>> begin

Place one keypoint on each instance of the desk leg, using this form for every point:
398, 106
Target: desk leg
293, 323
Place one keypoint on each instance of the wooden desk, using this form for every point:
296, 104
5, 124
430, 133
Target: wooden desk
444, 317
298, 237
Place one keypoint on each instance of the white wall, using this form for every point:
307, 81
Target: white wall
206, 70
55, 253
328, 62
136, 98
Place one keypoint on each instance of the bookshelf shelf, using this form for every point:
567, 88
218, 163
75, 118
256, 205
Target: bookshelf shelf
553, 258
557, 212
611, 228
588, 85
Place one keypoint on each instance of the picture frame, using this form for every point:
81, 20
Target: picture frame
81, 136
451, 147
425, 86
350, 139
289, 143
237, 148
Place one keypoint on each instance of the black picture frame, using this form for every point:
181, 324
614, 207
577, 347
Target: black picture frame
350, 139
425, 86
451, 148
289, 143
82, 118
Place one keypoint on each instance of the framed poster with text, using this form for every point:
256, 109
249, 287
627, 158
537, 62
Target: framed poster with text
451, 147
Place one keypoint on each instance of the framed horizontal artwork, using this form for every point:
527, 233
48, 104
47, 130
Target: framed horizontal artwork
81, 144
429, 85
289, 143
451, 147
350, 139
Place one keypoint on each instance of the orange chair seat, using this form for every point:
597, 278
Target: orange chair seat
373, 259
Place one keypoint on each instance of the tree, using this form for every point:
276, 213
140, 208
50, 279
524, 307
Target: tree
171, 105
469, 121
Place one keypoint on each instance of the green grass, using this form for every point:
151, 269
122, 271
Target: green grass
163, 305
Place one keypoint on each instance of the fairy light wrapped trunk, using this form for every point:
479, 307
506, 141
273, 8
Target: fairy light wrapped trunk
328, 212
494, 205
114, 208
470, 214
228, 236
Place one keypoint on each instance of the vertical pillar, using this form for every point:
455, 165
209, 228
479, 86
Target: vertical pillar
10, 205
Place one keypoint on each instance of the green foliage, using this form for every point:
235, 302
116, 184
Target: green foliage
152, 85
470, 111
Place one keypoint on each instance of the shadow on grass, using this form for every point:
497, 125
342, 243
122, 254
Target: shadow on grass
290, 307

>> end

**Instruction:** Format everything in the records from the line containing "Place one keypoint on each instance of the fairy" down to the last line as a JSON list of strings, one string per line, with blank lines left out.

**Solution to this problem:**
[
  "Place one keypoint on each instance of the fairy light wrapped trunk, using this form for every point:",
  "479, 307",
  "506, 141",
  "273, 8",
  "Target: fairy light wrapped trunk",
  "328, 212",
  "494, 205",
  "114, 208",
  "470, 214",
  "228, 236",
  "Place one keypoint on each instance of the vertical pillar, using this form for every point:",
  "455, 165",
  "209, 228",
  "479, 86",
  "Target: vertical pillar",
  "10, 205",
  "Place one keypoint on each instance of the green foliage, using this form for every point:",
  "235, 302",
  "116, 184",
  "Target: green foliage",
  "152, 85",
  "470, 111",
  "Place one keypoint on each instance of the shadow on grass, using this form for every point:",
  "497, 125",
  "342, 243",
  "122, 254",
  "Target: shadow on grass",
  "290, 307"
]